= Location identification items =
··········

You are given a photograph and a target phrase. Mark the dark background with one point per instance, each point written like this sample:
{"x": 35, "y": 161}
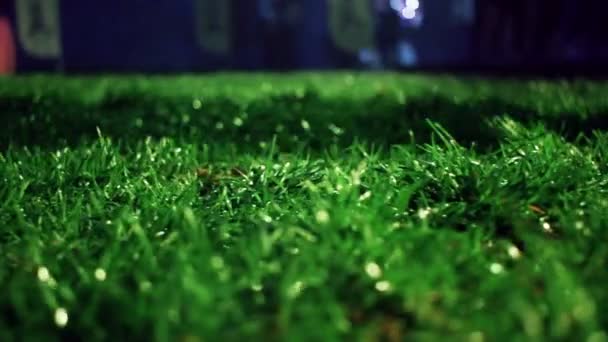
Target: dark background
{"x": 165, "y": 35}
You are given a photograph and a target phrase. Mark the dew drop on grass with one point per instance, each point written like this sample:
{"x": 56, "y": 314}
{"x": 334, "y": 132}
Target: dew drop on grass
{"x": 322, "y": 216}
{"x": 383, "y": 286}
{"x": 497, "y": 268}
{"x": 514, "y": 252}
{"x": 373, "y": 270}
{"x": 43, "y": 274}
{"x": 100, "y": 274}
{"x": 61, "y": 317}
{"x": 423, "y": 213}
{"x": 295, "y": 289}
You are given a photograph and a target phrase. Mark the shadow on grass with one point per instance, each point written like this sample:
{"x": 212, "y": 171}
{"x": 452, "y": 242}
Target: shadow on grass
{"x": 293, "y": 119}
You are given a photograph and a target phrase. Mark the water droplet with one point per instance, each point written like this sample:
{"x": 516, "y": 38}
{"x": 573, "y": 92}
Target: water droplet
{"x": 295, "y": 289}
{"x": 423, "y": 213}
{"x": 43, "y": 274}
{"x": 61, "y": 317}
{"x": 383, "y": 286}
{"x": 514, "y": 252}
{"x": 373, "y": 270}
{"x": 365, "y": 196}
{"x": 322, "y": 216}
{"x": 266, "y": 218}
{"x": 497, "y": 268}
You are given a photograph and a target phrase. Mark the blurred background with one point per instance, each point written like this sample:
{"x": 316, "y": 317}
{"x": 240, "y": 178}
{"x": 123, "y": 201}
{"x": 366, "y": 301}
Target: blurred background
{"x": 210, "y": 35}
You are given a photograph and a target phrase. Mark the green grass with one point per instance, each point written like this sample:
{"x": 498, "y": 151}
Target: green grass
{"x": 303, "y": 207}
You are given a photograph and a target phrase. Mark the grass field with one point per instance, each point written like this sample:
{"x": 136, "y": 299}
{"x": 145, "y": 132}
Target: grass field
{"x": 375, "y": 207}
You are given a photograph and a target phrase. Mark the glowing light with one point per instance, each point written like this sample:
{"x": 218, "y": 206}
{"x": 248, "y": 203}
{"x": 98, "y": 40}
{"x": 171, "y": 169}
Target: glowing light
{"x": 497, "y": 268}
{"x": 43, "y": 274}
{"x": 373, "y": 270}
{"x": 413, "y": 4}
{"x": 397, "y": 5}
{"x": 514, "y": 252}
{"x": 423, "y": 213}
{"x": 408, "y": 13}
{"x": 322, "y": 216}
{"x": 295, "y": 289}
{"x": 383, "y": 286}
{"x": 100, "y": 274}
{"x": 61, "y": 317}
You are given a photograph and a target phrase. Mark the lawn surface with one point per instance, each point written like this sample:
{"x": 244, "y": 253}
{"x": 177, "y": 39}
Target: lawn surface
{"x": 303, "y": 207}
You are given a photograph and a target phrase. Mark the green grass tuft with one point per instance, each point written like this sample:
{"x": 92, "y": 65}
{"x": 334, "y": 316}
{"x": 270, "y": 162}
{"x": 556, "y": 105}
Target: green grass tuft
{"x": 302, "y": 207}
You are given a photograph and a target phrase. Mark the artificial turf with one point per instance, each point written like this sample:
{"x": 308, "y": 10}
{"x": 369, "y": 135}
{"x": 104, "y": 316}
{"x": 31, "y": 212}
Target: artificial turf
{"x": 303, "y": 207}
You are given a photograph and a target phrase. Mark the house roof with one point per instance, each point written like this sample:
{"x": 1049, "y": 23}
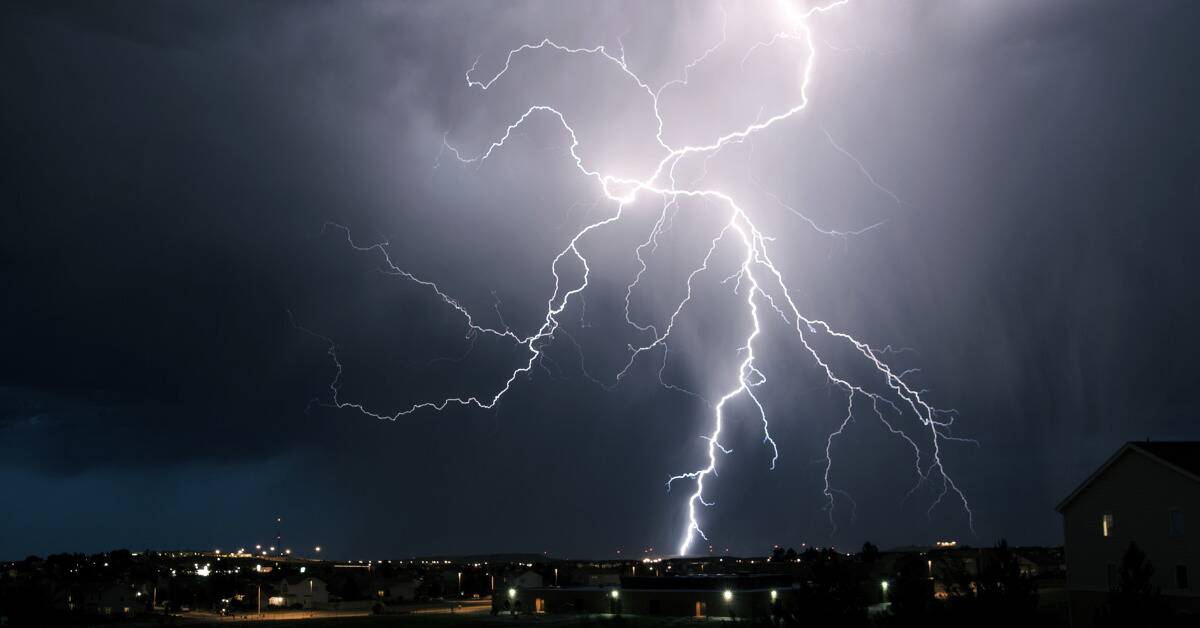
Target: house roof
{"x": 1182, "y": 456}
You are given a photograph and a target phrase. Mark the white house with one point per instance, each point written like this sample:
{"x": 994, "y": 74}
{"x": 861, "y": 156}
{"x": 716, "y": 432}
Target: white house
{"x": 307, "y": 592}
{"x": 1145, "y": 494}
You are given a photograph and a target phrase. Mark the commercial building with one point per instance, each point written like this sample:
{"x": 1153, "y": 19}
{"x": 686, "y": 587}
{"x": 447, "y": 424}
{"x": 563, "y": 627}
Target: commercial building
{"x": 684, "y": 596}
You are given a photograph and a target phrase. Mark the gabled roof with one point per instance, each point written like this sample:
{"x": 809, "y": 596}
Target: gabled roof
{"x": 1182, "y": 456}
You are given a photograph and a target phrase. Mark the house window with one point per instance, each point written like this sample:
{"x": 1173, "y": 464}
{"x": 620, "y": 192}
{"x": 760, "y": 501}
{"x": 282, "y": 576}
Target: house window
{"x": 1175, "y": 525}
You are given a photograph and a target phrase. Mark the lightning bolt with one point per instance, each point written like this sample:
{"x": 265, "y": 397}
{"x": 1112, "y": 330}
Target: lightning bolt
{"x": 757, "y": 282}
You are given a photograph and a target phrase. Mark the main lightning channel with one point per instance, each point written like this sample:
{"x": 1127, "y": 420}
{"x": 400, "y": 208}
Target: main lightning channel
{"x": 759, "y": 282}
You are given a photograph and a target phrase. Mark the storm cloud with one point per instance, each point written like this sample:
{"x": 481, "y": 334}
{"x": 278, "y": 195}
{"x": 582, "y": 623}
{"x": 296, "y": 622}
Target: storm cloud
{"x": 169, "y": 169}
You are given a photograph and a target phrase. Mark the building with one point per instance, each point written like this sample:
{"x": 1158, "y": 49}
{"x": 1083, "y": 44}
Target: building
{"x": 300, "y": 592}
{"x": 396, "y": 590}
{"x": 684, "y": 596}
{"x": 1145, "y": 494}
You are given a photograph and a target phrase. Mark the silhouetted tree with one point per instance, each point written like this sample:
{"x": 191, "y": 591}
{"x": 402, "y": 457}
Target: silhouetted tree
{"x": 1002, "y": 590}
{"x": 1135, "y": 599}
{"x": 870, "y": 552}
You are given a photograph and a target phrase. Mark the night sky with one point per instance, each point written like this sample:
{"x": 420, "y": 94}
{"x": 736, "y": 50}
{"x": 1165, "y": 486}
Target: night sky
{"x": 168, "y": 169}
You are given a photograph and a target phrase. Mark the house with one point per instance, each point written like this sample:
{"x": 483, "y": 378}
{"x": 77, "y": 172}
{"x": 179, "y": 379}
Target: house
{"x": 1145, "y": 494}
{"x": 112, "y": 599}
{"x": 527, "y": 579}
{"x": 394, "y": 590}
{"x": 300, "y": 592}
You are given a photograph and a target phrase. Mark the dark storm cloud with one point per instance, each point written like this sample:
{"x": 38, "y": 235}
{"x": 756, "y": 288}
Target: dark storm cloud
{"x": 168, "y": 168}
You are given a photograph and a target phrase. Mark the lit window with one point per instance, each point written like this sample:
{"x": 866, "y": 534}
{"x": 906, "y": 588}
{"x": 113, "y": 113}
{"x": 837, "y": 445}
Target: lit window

··········

= GIVEN REQUEST =
Write out all of the records above again, substituting "image" for each "photograph" and changing nothing else. Omit the pictures from your version.

= CORRECT OUTPUT =
You are given a image and a target phrase. Mark the dark background with one point per instance, each point written like this sample:
{"x": 35, "y": 161}
Target: dark background
{"x": 165, "y": 35}
You are given a image and a target phrase. Mark the dew drop on grass with one point per instance, each point written like this sample:
{"x": 56, "y": 314}
{"x": 334, "y": 132}
Target: dew drop on grass
{"x": 322, "y": 216}
{"x": 383, "y": 286}
{"x": 497, "y": 268}
{"x": 514, "y": 252}
{"x": 373, "y": 270}
{"x": 43, "y": 274}
{"x": 100, "y": 274}
{"x": 61, "y": 317}
{"x": 423, "y": 213}
{"x": 295, "y": 289}
You are given a image and a target phrase. Mark the shadow on grass with one point per instance, each point written like this sample:
{"x": 212, "y": 171}
{"x": 452, "y": 242}
Target: shadow on grass
{"x": 293, "y": 119}
You are given a image and a target phrase. Mark the water droplet with one point per instance, each point written like this sample:
{"x": 516, "y": 38}
{"x": 573, "y": 92}
Target: water droplet
{"x": 295, "y": 289}
{"x": 423, "y": 213}
{"x": 43, "y": 274}
{"x": 61, "y": 317}
{"x": 383, "y": 286}
{"x": 514, "y": 252}
{"x": 373, "y": 270}
{"x": 365, "y": 196}
{"x": 322, "y": 216}
{"x": 266, "y": 218}
{"x": 497, "y": 268}
You are given a image and a target phrase. Mark the blurred background with one point per instance, each point written like this sample:
{"x": 316, "y": 317}
{"x": 240, "y": 178}
{"x": 123, "y": 201}
{"x": 366, "y": 301}
Target: blurred background
{"x": 210, "y": 35}
You are given a image and a target phrase. Mark the green grass with one point per instance, each point written like this sample:
{"x": 498, "y": 151}
Target: green grass
{"x": 303, "y": 207}
You are given a image and a target phrase. Mark the grass field with one point per instance, each point written like this sample:
{"x": 136, "y": 299}
{"x": 145, "y": 132}
Target: grass field
{"x": 375, "y": 207}
You are given a image and a target phrase. Mark the glowing light with one point per instance, each point written like this sample:
{"x": 218, "y": 206}
{"x": 248, "y": 203}
{"x": 98, "y": 40}
{"x": 171, "y": 169}
Target: glowing light
{"x": 497, "y": 268}
{"x": 43, "y": 274}
{"x": 373, "y": 270}
{"x": 413, "y": 4}
{"x": 397, "y": 5}
{"x": 514, "y": 252}
{"x": 423, "y": 213}
{"x": 408, "y": 13}
{"x": 322, "y": 216}
{"x": 295, "y": 289}
{"x": 383, "y": 286}
{"x": 100, "y": 274}
{"x": 61, "y": 317}
You are given a image and a target phrase. Mark the lawn surface with one point per instance, each point written like this sample:
{"x": 244, "y": 253}
{"x": 177, "y": 39}
Target: lawn surface
{"x": 303, "y": 207}
You are given a image and a target phrase. Mark the green grass tuft with one point per instance, each point written like this sample:
{"x": 92, "y": 65}
{"x": 334, "y": 316}
{"x": 270, "y": 162}
{"x": 556, "y": 105}
Target: green grass tuft
{"x": 302, "y": 207}
You are given a image and a target phrase. Mark the artificial turf with one point per instance, each point written like this sample:
{"x": 308, "y": 10}
{"x": 369, "y": 135}
{"x": 104, "y": 316}
{"x": 31, "y": 212}
Target: artificial turf
{"x": 303, "y": 207}
You are given a image and a target phrase. Mark the house roof with one point per instance, each point written like this sample:
{"x": 1049, "y": 23}
Target: house roof
{"x": 1182, "y": 456}
You are given a image and a target phrase. Mark the white house with one point per instance, each point written like this sample:
{"x": 994, "y": 74}
{"x": 861, "y": 156}
{"x": 716, "y": 432}
Target: white house
{"x": 307, "y": 592}
{"x": 1145, "y": 494}
You are given a image and a target phrase. Mark the commercial building with one point per instance, each point written like this sample:
{"x": 1153, "y": 19}
{"x": 686, "y": 587}
{"x": 447, "y": 424}
{"x": 563, "y": 627}
Target: commercial building
{"x": 684, "y": 596}
You are given a image and a target phrase. Mark the gabled roof with one point per instance, each point written like this sample:
{"x": 809, "y": 596}
Target: gabled roof
{"x": 1182, "y": 456}
You are given a image and a target phrase. Mark the house window with one point per instance, each point written like this sample:
{"x": 1173, "y": 464}
{"x": 620, "y": 192}
{"x": 760, "y": 501}
{"x": 282, "y": 576}
Target: house window
{"x": 1175, "y": 525}
You are given a image and a target phrase. Mark the lightning bolt with one point per instance, each point written like this sample:
{"x": 265, "y": 397}
{"x": 1112, "y": 330}
Target: lightning bolt
{"x": 757, "y": 282}
You are given a image and a target phrase. Mark the main lightning channel with one point per instance, each point written like this sample:
{"x": 1127, "y": 420}
{"x": 400, "y": 208}
Target: main lightning channel
{"x": 759, "y": 282}
You are given a image and a target phrase. Mark the storm cloud with one point per instance, each point written like this sample:
{"x": 481, "y": 334}
{"x": 278, "y": 195}
{"x": 582, "y": 623}
{"x": 296, "y": 622}
Target: storm cloud
{"x": 169, "y": 169}
You are given a image and a target phrase. Mark the building with one point per instance, each point written like this sample:
{"x": 1158, "y": 49}
{"x": 1083, "y": 44}
Target: building
{"x": 300, "y": 592}
{"x": 396, "y": 590}
{"x": 684, "y": 596}
{"x": 1145, "y": 494}
You are given a image and a target phrase. Mark the silhouetted tree with one point per instance, each point written like this sample:
{"x": 191, "y": 591}
{"x": 402, "y": 457}
Target: silhouetted tree
{"x": 1002, "y": 590}
{"x": 1135, "y": 599}
{"x": 870, "y": 552}
You are given a image and a target phrase. Mark the night sky with one point per instance, each point written like this sample:
{"x": 420, "y": 94}
{"x": 736, "y": 50}
{"x": 1165, "y": 486}
Target: night sky
{"x": 168, "y": 169}
You are given a image and a target phrase. Mark the house with one point per instance, each point written like this sample:
{"x": 483, "y": 378}
{"x": 77, "y": 172}
{"x": 179, "y": 379}
Target: house
{"x": 1145, "y": 494}
{"x": 112, "y": 599}
{"x": 527, "y": 579}
{"x": 394, "y": 590}
{"x": 300, "y": 592}
You are given a image and a target phrase. Mark the dark storm cloud with one point per instance, each point written like this sample:
{"x": 38, "y": 235}
{"x": 756, "y": 288}
Target: dark storm cloud
{"x": 168, "y": 168}
You are given a image and a target phrase. Mark the lit window with one point per instance, each point written like this sample:
{"x": 866, "y": 534}
{"x": 906, "y": 588}
{"x": 113, "y": 113}
{"x": 837, "y": 445}
Target: lit window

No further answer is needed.